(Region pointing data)
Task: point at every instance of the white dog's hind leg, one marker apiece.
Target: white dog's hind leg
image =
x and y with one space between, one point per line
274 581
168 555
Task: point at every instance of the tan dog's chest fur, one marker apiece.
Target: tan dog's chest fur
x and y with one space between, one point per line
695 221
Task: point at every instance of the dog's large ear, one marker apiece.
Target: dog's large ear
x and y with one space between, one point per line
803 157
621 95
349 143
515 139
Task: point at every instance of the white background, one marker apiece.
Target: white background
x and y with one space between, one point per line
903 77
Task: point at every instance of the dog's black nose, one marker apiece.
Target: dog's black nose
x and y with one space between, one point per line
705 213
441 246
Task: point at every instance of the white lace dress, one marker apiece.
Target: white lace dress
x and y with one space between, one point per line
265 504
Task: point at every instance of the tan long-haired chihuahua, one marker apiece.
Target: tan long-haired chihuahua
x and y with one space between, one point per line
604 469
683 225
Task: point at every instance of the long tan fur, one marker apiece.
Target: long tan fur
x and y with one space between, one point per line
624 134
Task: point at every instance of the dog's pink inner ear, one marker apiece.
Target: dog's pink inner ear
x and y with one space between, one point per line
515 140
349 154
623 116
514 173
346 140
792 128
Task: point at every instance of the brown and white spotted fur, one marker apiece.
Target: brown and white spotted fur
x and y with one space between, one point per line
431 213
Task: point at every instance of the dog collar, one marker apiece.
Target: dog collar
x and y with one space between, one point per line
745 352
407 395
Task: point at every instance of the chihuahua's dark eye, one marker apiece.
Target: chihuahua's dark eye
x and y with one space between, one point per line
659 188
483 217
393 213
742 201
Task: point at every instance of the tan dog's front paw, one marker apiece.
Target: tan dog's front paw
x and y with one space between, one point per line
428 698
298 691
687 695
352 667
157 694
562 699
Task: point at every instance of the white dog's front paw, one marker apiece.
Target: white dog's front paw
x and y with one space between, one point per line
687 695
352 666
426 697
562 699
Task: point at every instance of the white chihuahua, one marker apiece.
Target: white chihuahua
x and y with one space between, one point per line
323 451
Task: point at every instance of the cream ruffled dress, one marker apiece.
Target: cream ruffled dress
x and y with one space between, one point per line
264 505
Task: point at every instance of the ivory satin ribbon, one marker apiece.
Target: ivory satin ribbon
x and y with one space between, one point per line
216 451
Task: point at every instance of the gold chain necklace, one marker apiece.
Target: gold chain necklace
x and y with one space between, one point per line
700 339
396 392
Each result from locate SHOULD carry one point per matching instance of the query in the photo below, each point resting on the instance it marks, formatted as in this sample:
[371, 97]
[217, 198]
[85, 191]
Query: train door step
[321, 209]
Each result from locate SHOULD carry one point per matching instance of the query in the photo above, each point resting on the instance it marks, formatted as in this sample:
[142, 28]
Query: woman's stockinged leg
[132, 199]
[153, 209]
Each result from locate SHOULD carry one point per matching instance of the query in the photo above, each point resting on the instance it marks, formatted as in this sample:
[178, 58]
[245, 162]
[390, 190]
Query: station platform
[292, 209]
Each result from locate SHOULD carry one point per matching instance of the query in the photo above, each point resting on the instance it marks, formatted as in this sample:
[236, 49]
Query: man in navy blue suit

Description of the task: Could you output each line above exactly as it was given?

The completed task:
Task: point at every instance of the white dog's hind leg, one marker apiece.
Target: white dog's hind leg
image =
x and y with one space between, one point per line
274 581
168 555
Task: point at every instance of the tan dog's chest fur, one marker apiece.
Target: tan dog's chest fur
x and y with one space between, one point per line
695 221
Task: point at every instance of the dog's large ear, one marker apiece.
Target: dog's large ear
x and y with one space between, one point per line
803 157
621 95
349 143
515 139
Task: point at every instance of the white background, one marker apiece.
Target: white background
x and y with one space between, one point per line
903 77
Task: point at every instance of the dog's black nose, one marker apiece.
Target: dog's black nose
x and y with one space between, one point per line
705 213
441 246
Task: point at every instance of the white lace dress, one marker apiece.
Target: white lace dress
x and y with one space between, one point per line
265 504
Task: point at every instance of the tan long-haired chihuahua, one marker apiece.
Target: tan long-haired chihuahua
x and y with one space between, one point per line
604 469
683 225
Task: point at every instance of the long tan fur, one marker apiece.
Target: long tan fur
x and y with one space between, one point per line
624 134
Task: point at every instance of the dog's pink inner ear, one marker apiece.
Target: dog's pink inner ear
x and y with one space between, one point per line
515 140
349 154
623 116
514 173
346 140
792 128
Task: point at every instance of the brown and white spotted fur, one marker apiece.
Target: brown and white spotted fur
x and y with one space between, one point per line
431 213
Task: point at every instance of the dog collar, one marker apiece.
Target: dog collar
x and y with one space between, one point per line
745 352
407 395
Task: point at every instance of the chihuahua's dark eye, one marker apiece.
Target: chihuahua's dark eye
x and y with one space between, one point per line
659 188
483 217
393 213
742 201
Task: point at every instance of the tan dog's front paw, one marker apiece.
Target: tan dog's front paw
x and y with one space between, one point per line
428 698
298 691
687 695
352 667
157 694
562 699
Task: point at every instance of the white dog's front paw, one marker apiece.
Target: white dog's front paw
x and y with one space between, one point per line
687 695
352 666
426 697
562 699
Task: point at every instance of the white chihuahua, one marker apiece.
Target: white chihuahua
x and y with one space between, one point per line
323 451
Task: point at every instance of the cream ruffled dress, one marker apiece.
Target: cream ruffled dress
x and y with one space between, one point per line
264 505
Task: point at every instance of the ivory satin ribbon, one marker apiece.
Target: ivory satin ribbon
x and y with one space between, one point per line
216 451
Task: point at every instance of the gold chain necklace, one marker apiece.
Target: gold chain necklace
x and y with one space between, one point per line
700 339
396 392
Each result from locate SHOULD carry one point per matching instance of the query in the photo below, each point resting on the instance it marks, formatted as in this sample:
[371, 97]
[217, 198]
[85, 191]
Query: train door step
[321, 209]
Each result from locate SHOULD carry one point per matching instance of the query in the photo above, each point resting on the instance it marks, formatted as in this sample:
[142, 28]
Query: woman's stockinged leg
[132, 199]
[153, 209]
Each result from locate SHOULD carry one point per matching instance of the query in the photo above, each point resting on the instance it marks, formatted as in this sample:
[178, 58]
[245, 162]
[390, 190]
Query: station platform
[292, 209]
Each result from locate SHOULD carry one point per matching instance of the query in the photo above, each point resting on the instance it marks, formatted as in this sample:
[236, 49]
Query: man in navy blue suit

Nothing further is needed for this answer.